Provided text |
--
- Born: 6 October 1892 Montluçon, Allier, France
- Died: 26 June 1920 (aged 27) Cambo-les-Bains, Labourd, France
- Allegiance: France
- Branch: French Army
- Service years: 1913–1919
- Rank: Lieutenant
- Unit: 121e Régiment d'Infanterie Escadrille N.151/SPA.151
- Commands: Escadrille SPA.170
- Conflicts: World War I
- Awards: Legion d'honneur Croix de guerre

= Jean Arpheuil =

French flying ace

Lieutenant Jean Henry Maurice Arpheuil (6 October 1892 – 26 June 1920) was a French World War I flying ace credited with five aerial victories.

==Biography==
Arpheuil was born in Montluçon, Allier, where his father was the manager of the hôtel de la gare. Arpheuil was conscripted for military service on 8 October 1913, joining the 121e Régiment d'Infanterie as a private. He was promoted to corporal on 17 February 1914. After the First World War broke out in August 1914 his regiment was soon in action, and he was promoted to sergeant on 2 September, and granted the temporary rank of sous-lieutenant on 15 October.

On 5 January 1915, Arpheuil was wounded in the face and back during a reconnaissance patrol at Saint Aurin on the Somme, soon afterwards receiving his first citation (à l'ordre du régiment) which praised his "qualities of courage and self-control." He returned to his regiment on 8 July for machine gun training, returning to the front lines on 4 August. He received a minor wound on 14 December 1915, and after recovering was posted to the machine gun training centre at Le Havre in early 1916. He requested a transfer back to front line service, which was soon granted, and he also received promotion to sous-lieutenant. On 23 April, after two months in the trenches, he was again hospitalised after contracting typhoid fever. He returned to the front on 1 June, but twelve days later was wounded by a shell explosion. During his convalescent leave in Paris he took the opportunity to marry Madeleine Horiot in the mairie of the 11th arrondissement on 10 August.
--
Parts of the exercise |
A - Summarize the account of Jean Arpheuil in two sentences.
B - Pick up the account of Jean Arpheuil's life after its last sentence and continue it.

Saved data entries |
--
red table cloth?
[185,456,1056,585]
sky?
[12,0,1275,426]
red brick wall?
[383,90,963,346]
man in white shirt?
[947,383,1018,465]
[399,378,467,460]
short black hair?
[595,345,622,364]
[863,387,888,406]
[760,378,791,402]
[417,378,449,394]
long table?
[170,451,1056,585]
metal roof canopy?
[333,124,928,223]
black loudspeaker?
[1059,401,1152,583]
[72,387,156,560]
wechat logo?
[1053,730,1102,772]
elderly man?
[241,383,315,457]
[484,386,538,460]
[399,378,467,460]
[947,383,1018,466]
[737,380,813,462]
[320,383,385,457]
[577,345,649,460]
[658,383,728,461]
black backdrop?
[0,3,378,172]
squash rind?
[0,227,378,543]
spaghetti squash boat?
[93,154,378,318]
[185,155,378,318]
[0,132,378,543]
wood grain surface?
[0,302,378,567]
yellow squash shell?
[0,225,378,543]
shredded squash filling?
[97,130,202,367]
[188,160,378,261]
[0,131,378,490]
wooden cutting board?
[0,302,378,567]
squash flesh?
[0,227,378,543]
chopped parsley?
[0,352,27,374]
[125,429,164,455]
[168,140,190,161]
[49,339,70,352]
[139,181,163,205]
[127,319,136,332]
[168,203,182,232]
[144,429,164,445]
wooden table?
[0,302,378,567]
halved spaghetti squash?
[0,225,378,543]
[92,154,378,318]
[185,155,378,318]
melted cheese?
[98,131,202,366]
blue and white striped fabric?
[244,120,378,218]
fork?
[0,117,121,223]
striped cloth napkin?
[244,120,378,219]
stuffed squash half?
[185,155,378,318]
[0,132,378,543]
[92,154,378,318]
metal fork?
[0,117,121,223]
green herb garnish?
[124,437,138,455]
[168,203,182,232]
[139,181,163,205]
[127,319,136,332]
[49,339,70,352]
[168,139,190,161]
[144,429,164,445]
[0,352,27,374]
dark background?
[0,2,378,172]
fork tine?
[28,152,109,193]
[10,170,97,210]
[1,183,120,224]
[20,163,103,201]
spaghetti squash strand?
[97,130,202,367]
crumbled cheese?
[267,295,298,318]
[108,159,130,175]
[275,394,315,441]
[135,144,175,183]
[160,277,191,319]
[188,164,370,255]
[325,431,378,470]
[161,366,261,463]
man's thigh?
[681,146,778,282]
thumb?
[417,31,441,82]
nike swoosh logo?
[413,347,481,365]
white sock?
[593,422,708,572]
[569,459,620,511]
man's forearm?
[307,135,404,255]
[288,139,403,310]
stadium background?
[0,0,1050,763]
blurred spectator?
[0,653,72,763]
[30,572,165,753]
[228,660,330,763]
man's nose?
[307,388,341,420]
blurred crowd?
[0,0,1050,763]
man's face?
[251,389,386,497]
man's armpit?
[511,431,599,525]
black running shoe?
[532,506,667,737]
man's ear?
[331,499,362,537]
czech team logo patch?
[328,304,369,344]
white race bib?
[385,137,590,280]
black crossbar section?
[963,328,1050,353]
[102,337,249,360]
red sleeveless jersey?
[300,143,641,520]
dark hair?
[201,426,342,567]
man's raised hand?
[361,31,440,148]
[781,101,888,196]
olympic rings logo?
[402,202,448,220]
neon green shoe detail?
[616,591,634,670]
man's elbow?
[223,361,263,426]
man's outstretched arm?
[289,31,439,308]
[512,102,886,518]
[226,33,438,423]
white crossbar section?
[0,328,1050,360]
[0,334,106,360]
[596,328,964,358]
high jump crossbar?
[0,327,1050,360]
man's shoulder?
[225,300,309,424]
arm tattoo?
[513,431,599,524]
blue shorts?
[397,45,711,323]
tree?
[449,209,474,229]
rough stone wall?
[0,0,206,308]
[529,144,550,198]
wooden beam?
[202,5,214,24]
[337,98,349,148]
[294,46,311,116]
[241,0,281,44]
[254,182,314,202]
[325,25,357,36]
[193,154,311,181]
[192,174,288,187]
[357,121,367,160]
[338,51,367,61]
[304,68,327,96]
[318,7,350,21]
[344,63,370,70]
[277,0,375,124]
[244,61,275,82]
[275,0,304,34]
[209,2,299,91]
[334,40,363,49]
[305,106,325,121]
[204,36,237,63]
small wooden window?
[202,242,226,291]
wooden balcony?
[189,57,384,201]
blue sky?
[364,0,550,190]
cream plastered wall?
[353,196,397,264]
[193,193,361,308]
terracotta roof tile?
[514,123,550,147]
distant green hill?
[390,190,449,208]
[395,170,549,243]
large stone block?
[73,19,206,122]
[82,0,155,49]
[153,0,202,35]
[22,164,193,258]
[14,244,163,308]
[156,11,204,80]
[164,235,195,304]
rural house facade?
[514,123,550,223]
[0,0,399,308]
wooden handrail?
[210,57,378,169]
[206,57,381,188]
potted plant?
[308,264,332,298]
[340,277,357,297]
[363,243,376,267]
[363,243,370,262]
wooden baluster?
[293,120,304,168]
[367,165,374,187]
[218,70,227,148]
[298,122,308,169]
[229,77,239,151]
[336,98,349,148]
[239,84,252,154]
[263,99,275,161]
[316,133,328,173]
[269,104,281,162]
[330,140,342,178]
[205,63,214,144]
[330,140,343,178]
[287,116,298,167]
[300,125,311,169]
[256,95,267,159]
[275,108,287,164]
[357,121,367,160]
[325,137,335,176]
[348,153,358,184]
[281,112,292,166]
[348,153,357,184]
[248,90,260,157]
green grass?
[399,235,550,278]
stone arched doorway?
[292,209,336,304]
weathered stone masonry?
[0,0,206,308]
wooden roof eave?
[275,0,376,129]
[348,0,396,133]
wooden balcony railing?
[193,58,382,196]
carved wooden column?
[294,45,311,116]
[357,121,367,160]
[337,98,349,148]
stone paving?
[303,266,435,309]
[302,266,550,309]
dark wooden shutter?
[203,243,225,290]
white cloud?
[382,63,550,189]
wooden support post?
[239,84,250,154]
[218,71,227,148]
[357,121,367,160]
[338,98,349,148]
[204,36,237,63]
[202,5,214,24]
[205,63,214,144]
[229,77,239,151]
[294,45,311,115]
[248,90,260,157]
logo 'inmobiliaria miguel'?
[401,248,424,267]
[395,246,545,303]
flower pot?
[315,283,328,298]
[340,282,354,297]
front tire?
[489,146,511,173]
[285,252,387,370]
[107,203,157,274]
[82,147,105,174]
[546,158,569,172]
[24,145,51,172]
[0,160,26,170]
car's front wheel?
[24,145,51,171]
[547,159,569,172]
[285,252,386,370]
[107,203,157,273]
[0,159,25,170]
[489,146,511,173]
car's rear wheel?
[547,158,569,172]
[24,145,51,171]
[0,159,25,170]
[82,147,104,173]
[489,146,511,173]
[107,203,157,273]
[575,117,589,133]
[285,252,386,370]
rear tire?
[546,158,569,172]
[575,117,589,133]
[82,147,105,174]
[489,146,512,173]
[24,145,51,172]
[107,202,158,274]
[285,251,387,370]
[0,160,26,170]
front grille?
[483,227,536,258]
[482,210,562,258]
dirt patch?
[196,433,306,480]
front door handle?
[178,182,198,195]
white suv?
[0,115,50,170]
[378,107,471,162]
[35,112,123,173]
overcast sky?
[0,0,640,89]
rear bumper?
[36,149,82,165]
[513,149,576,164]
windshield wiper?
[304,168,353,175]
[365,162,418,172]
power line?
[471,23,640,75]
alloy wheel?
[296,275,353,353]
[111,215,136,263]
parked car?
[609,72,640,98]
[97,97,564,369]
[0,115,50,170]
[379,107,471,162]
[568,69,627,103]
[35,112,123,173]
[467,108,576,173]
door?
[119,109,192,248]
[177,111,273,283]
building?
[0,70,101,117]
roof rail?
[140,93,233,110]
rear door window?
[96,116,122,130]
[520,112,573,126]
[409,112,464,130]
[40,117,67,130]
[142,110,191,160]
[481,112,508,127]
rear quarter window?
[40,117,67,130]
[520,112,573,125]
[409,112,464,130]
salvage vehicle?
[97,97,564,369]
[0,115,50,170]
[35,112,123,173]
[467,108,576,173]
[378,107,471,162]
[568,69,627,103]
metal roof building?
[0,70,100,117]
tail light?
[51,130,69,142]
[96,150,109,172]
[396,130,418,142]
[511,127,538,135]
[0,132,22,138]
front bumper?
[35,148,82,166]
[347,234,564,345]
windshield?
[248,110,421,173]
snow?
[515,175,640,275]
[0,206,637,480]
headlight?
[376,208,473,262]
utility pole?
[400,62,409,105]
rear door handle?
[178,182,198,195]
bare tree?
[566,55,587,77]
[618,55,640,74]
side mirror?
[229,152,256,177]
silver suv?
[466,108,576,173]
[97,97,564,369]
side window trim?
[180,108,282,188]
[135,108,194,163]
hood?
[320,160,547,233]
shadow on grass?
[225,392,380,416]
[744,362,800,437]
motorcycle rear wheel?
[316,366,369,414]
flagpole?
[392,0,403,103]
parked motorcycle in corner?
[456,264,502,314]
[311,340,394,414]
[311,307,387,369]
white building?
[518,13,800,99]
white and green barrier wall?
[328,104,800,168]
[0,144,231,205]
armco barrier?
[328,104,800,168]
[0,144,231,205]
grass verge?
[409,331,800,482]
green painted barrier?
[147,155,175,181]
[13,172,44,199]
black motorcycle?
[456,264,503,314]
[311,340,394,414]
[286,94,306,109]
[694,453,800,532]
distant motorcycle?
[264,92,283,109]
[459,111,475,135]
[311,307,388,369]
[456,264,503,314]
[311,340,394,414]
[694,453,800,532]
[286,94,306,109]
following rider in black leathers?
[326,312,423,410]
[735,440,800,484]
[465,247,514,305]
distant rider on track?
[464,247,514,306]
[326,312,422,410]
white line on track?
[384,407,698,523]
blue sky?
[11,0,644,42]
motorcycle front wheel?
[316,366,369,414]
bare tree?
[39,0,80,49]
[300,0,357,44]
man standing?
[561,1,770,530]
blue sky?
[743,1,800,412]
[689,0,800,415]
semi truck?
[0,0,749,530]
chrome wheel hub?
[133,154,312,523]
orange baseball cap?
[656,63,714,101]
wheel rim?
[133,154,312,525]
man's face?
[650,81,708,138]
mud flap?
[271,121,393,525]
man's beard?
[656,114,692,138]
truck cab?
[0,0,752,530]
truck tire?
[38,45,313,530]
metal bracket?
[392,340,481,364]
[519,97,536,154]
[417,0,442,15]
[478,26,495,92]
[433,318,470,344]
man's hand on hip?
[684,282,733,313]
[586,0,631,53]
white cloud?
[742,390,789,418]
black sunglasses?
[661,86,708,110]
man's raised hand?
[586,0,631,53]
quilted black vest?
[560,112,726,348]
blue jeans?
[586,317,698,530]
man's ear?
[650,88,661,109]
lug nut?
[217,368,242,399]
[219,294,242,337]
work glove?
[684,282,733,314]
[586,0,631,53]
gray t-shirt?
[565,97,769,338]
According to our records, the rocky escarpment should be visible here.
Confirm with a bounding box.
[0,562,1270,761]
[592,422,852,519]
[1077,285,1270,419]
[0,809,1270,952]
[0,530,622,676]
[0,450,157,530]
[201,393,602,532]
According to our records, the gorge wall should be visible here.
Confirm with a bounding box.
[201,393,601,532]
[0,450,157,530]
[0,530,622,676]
--
Written answers |
A - Jean Arpheuil was a French World War I flying ace credited with five aerial victories; he was born in Montluçon in 1892 and died in 1920. Conscripted into the 121e Régiment d'Infanterie in 1913, he rose from private to sous-lieutenant, was wounded three times, contracted typhoid fever, and married Madeleine Horiot in Paris on 10 August during convalescent leave.

B -
On 15 October Arpheuil was promoted to lieutenant, and he returned to duty on 20 November. He was transferred to the Army's aviation branch – the Aeronautique Militaire – on 15 January 1917. He received his basic flight training at the military flying school at Avord, and was awarded military pilot's certificate No. 5861 at Tours on 8 April. On 16 June he was posted to Escadrille N.151, a newly created unit stationed in Chaux near Belfort to fly Nieuport fighters. His unit saw little action for the rest of the year, at the end of which it began to receive SPAD fighters. Eventually Arpheuil's unit, now redesignated Escadrille SPA.151, was moved to the Oise after the start of the 1918 German spring offensive. On 27 May 1918 he claimed an aircraft shot down during a dogfight with five Germans, but was not credited. However, the following day he shot down an enemy biplane near Ressons-sur-Matz, and on 31 May he and Sergeant Thelot shot down an enemy two-seater over the French lines. The following day, 1 May, he and Sergeant Letu brought down another two-seater over St-Léger-au-Bois. He received his second citation on 19 June, and on 3 July as made a Chevalier of the Légion d'honneur. His third aerial victory earned him a third citation on 14 July. Arpheuil shot down an enemy two-seater solo on 20 July, receiving his fourth citation on 9 August.

On 13 September 1918 Arpheuil was appointed commander of a new unit, Escadrille SPA.170, stationed in Flanders as part of Groupe de Chasse 23. He joined the unit on 28 September, gaining his fifth aerial victory on 14 October, and earning his fifth citation. However, on 27 October 1918 he was hospitalised at Dunkirk, possibly suffering from the Spanish flu. After convalescent leave, he suffered a relapse in January 1919, and was relieved of command of his escadrille on 28 February. At a military hospital in Nice he was diagnosed with chronic post-influenza laryngitis and pleurisy. After spending the year convalescing, or in various hospitals, on 4 December 1919 he was discharged from the Army on medical grounds. He died on 26 June 1920 at a sanatorium at Cambo-les-Bains.